Render the entries below as a two-column CSV with the header instruction,response. Give one row per entry, placing its text under instruction and its answer under response, with each value in a single quoted field and every line break replaced by a space.

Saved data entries
# # # # # # #

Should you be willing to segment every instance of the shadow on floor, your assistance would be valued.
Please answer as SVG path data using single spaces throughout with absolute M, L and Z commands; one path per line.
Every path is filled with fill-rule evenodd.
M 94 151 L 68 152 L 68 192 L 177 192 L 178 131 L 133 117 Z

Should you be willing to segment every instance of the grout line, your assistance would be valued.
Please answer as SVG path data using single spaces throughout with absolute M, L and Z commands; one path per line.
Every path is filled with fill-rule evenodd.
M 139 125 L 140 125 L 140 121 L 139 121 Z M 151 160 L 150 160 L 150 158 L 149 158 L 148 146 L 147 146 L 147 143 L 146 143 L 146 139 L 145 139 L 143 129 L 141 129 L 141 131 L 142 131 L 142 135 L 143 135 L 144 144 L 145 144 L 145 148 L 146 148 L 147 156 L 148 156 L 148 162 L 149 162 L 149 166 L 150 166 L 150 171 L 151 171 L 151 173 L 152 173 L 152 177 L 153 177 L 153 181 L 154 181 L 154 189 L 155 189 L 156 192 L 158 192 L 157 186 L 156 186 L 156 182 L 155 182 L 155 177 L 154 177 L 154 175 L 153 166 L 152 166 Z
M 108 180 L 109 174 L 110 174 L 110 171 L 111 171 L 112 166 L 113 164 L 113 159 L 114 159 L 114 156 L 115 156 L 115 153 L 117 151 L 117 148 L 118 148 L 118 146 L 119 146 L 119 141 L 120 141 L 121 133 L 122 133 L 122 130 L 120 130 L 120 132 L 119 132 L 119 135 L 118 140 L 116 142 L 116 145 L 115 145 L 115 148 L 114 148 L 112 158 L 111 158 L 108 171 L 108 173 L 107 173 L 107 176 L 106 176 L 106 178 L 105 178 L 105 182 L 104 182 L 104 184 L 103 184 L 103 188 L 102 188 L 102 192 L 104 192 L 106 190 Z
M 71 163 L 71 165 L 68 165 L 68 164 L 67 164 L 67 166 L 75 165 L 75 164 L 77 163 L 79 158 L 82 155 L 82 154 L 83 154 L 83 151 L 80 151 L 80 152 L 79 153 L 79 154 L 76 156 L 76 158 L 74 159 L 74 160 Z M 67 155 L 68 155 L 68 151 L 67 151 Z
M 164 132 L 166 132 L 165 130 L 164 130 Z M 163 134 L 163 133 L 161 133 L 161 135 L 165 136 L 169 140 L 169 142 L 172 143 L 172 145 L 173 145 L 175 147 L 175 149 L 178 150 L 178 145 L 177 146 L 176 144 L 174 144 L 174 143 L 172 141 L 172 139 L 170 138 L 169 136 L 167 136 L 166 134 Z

# # # # # # #

The completed task:
instruction,response
"Should you be willing to segment every instance of the shadow on floor, your assistance would be valued. Please answer as SVG path data using single spaces throughout with absolute M, L and Z commands; one path per line. Every path is filled with fill-rule evenodd.","M 94 151 L 68 152 L 68 192 L 177 192 L 178 131 L 133 117 Z"
"Should you be willing to segment every instance of the grout line, your assistance would be valued. Please answer as SVG path data using single spaces throughout with absolute M, L and Z commands; one path per line. Every path is filled with fill-rule evenodd.","M 139 125 L 140 125 L 140 121 L 139 121 Z M 151 160 L 150 160 L 150 158 L 149 158 L 148 146 L 147 146 L 147 143 L 146 143 L 146 139 L 145 139 L 143 129 L 141 129 L 141 131 L 142 131 L 142 135 L 143 135 L 144 144 L 145 144 L 145 148 L 146 148 L 147 156 L 148 156 L 148 162 L 149 162 L 149 166 L 150 166 L 150 171 L 151 171 L 151 173 L 152 173 L 152 177 L 153 177 L 153 181 L 154 181 L 154 189 L 155 189 L 156 192 L 158 192 L 157 186 L 156 186 L 156 182 L 155 182 L 155 177 L 154 177 L 154 175 L 153 166 L 152 166 Z M 108 180 L 109 174 L 110 174 L 110 171 L 111 171 L 112 166 L 113 164 L 113 159 L 114 159 L 114 156 L 115 156 L 115 153 L 117 151 L 117 148 L 118 148 L 118 146 L 119 146 L 119 141 L 120 141 L 121 133 L 122 133 L 122 130 L 120 130 L 120 132 L 119 132 L 119 135 L 118 140 L 116 142 L 116 145 L 115 145 L 115 148 L 114 148 L 112 158 L 111 158 L 108 171 L 108 173 L 107 173 L 107 176 L 106 176 L 106 178 L 105 178 L 105 182 L 104 182 L 104 184 L 103 184 L 103 188 L 102 188 L 102 192 L 104 192 L 106 190 Z M 71 163 L 71 165 L 68 165 L 68 164 L 67 164 L 67 166 L 75 165 L 75 164 L 77 163 L 79 158 L 82 155 L 82 154 L 83 154 L 83 151 L 80 151 L 80 152 L 79 153 L 79 154 L 76 156 L 76 158 L 74 159 L 74 160 Z M 67 155 L 68 155 L 68 151 L 67 151 Z M 164 132 L 166 132 L 165 130 L 164 130 Z M 163 134 L 163 133 L 161 133 L 161 135 L 165 136 L 169 140 L 169 142 L 172 143 L 172 145 L 173 145 L 175 147 L 175 149 L 178 150 L 178 145 L 177 146 L 176 144 L 174 144 L 174 143 L 172 141 L 172 139 L 170 138 L 169 136 L 167 136 L 166 134 Z"